◆ EXERCISE PROMPT
The listing below must be returned in full and unchanged, without the images it carries.

◆ EXTRACTED DATA
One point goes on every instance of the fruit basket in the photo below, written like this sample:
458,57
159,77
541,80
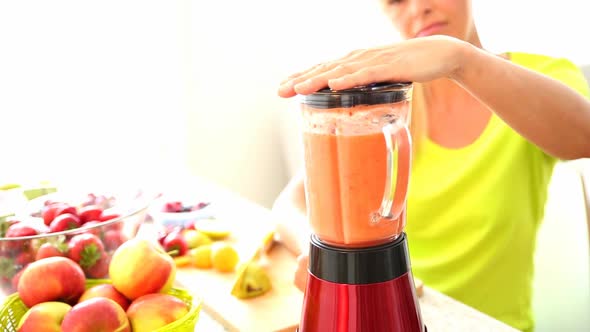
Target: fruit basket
13,309
86,227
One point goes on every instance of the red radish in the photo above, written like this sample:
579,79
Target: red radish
48,249
176,242
89,213
64,222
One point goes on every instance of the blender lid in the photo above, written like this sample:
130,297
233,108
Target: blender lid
372,94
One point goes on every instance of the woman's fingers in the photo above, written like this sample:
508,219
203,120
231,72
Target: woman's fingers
318,72
364,76
320,80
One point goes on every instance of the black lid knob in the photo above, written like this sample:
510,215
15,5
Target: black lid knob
373,94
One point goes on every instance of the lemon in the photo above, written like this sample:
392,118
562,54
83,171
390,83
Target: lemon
224,257
202,256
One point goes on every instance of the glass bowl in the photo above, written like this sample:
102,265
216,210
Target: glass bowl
120,217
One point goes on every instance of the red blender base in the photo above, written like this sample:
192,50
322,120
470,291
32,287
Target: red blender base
368,290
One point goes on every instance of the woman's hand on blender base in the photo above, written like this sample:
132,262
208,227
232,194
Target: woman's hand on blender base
301,273
415,60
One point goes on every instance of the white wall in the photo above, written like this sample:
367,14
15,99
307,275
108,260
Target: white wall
89,89
154,87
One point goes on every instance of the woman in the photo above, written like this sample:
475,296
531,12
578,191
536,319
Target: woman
488,130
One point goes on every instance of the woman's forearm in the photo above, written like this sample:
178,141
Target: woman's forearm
543,110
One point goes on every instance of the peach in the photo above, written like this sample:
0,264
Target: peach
46,316
139,267
51,279
108,291
98,314
153,311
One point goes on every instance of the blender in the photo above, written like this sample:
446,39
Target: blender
357,164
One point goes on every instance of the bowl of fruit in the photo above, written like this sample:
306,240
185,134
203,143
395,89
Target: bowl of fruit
84,227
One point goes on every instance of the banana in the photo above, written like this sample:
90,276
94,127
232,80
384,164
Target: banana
252,281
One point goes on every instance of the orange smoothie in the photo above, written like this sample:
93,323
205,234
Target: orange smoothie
346,170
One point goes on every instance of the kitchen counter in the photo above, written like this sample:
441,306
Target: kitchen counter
439,312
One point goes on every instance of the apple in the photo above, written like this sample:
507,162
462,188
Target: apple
45,316
48,213
89,213
100,269
139,267
64,222
93,230
49,249
85,249
19,229
152,311
113,239
108,291
51,279
97,314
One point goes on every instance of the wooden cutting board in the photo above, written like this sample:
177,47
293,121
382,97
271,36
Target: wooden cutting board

◆ THE ANSWER
One point goes on every instance of the fruit basket in the photo below, written like this sample:
458,57
159,77
541,80
Target: fruit basket
13,309
86,227
One point goes on every instance of the red radish in the photo above, written like this sample:
579,79
Target: red radish
48,249
176,242
89,213
64,222
One point goes on every instance of the blender lid in the photo above, written like this sample:
130,297
233,108
Target: blender lid
372,94
One point goes on every instance of the woman's fingers in the photo above, written like this sample:
508,219
203,120
231,72
Target: woman's fingers
318,72
364,76
320,80
One point goes on every instance of the black lid knob in the photo above, written like this sample:
510,215
15,5
Target: black lid knob
373,94
One point goes on every instance of the lemon in the photo above, written like this sample:
392,118
562,54
83,171
390,83
Target: lemon
224,257
202,256
One point goes on every instance of the glass bowl in the photo above, written like this sample:
102,265
216,210
Target: glass bowl
120,217
One point goes on every instance of the red blender base in the photo above, written like this sample:
192,50
322,120
470,291
32,287
Target: red blender base
368,290
One point goes on every instance of the woman's hand on blender base in the photo above, written like this sample:
132,262
208,227
232,194
Target: woman's hand on blender base
301,273
415,60
One point goes on every instance of the white wall in the photo above, written like this sample:
367,14
15,99
307,275
108,260
Target: white wall
89,89
154,87
One point goes on every instance of the woman in the photo above, written like this sample:
475,296
531,12
578,191
536,319
Target: woman
488,130
One point goes on every instance of the woman's forearm in the photo above, written like this sample:
178,141
Target: woman's forearm
543,110
One point goes on every instance of the peach in the photo above, written like this sample:
0,264
Target: peach
46,316
139,267
51,279
108,291
98,314
153,311
One point goes on every instance of the blender in the photo above, written like this sample:
446,39
Target: blender
357,164
One point goes on every instance of the bowl of fruit in the photo above, written like this sample:
306,240
185,134
203,143
395,89
Target: bowl of fruit
84,227
One point goes on every instance of the banana in the photo above, written like this sample:
90,276
94,127
232,80
384,164
Target: banana
252,281
One point goes on every instance of the orange smoothie in the photo above, written like this sample:
93,323
205,234
Target: orange smoothie
346,170
One point goes on every instance of the kitchen counter in the photo above, written like this sample:
441,306
Target: kitchen counter
439,312
One point goes on every instance of the apple in the photo above, written like this sample:
507,162
462,188
Target: apple
45,316
48,213
89,213
100,269
139,267
64,222
93,230
49,249
85,249
19,229
152,311
113,239
108,291
51,279
97,314
One point goes on every instance of the wooden cutting board in the photo above, written like this sample:
177,47
293,121
382,97
271,36
Target: wooden cutting board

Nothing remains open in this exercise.